From summer hail storms in Calgary to flooding in British Columbia to windstorms in the Eastern provinces, 2021 was full of catastrophic losses. Canada hit $2.1 billion in insured losses last year, the sixth highest in insured losses since 1983. Residential property risk also increased, including for condo buildings.
As a result, real estate owners with multi-family high-rises in their portfolio are beginning to layer policies just to secure their baseline coverage needs.
Planning in 2022 is more worrying than usual. With hard-to-secure coverage and limited policies available, many property owners and condo boards are stressed over the possibility of frequent and significant claims without adequate coverage in place for when the next catastrophe hits.
In 2022, insurance professionals will be relying on risk management tools like catastrophe (CAT) modelling to help owners understand their financial risks and secure appropriate coverage – a trend that will actually help mitigate risk over time and even lower the costs of coverage as well.

------

§ Required work
A. Update the insurance passage from "As a result, real" through "baseline coverage needs.", replacing "multi-family high-rises" with "apartment towers".
B. According to the insurance passage, what was the total of Canada's insured losses last year?

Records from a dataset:
------

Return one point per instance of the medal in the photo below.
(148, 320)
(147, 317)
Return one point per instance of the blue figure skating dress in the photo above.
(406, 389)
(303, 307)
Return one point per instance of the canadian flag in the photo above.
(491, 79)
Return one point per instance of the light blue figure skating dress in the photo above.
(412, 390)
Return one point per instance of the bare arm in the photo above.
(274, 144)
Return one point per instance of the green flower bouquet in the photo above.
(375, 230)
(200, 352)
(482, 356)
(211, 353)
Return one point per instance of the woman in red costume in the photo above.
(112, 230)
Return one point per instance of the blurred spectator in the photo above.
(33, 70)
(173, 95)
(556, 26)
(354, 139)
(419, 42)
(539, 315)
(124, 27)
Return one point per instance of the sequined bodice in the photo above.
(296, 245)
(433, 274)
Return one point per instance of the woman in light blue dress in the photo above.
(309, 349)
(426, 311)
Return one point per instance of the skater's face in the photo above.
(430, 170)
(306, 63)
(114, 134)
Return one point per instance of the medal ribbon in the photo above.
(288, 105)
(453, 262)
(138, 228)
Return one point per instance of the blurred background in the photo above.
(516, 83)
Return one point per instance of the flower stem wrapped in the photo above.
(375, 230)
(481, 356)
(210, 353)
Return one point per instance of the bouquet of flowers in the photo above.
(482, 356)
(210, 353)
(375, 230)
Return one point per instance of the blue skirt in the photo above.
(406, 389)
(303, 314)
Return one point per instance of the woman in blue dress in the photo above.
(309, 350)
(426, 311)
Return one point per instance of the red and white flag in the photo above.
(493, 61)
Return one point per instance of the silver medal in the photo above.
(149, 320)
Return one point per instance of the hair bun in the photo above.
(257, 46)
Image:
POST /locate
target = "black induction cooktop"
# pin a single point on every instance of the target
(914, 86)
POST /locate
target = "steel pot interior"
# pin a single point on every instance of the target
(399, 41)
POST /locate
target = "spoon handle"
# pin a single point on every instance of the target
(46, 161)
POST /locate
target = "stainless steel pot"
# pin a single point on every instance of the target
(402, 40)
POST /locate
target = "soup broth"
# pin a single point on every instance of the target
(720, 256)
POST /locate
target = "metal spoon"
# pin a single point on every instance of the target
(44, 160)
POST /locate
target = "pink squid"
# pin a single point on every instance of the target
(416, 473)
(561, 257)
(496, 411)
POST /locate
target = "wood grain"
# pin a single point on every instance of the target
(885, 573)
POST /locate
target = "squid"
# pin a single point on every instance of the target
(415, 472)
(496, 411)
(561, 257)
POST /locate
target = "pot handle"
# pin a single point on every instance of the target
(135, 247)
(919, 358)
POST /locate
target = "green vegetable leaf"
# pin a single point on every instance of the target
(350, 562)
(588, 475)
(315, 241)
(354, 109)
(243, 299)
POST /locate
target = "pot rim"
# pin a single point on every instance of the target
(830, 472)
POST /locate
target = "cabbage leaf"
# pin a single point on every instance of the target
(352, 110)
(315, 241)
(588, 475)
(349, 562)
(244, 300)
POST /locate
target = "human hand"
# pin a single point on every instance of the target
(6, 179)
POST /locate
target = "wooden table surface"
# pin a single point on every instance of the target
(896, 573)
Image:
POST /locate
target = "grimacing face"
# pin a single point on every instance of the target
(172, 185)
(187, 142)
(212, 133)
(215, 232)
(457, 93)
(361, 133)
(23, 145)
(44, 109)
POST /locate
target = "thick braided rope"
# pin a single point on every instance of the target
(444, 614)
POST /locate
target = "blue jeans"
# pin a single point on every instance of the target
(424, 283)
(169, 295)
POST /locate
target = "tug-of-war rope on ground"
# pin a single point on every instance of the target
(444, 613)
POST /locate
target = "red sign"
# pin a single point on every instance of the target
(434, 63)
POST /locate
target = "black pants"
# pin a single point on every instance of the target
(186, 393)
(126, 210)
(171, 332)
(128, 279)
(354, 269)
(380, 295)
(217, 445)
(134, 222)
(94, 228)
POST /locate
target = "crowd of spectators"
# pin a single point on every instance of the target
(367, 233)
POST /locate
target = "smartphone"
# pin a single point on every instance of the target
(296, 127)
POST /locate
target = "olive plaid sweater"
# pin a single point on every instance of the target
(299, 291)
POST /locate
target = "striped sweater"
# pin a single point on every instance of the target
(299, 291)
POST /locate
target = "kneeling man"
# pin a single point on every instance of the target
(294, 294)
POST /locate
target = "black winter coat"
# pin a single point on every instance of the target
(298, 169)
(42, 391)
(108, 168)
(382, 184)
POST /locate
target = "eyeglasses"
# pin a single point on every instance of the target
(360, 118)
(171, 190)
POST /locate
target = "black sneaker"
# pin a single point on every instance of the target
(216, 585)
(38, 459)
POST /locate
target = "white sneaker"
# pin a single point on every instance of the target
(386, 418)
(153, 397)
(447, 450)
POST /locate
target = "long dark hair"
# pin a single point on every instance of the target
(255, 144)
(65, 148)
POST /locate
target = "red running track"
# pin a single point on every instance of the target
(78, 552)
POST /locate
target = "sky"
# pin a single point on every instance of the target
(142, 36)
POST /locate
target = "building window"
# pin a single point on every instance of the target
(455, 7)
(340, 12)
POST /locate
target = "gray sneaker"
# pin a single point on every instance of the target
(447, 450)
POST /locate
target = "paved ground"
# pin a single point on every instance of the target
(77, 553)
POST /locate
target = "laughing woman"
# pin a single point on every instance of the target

------

§ Task-by-task outputs
A.
As a result, real estate owners with apartment towers in their portfolio are beginning to layer policies just to secure their baseline coverage needs.

B. $2.1 billion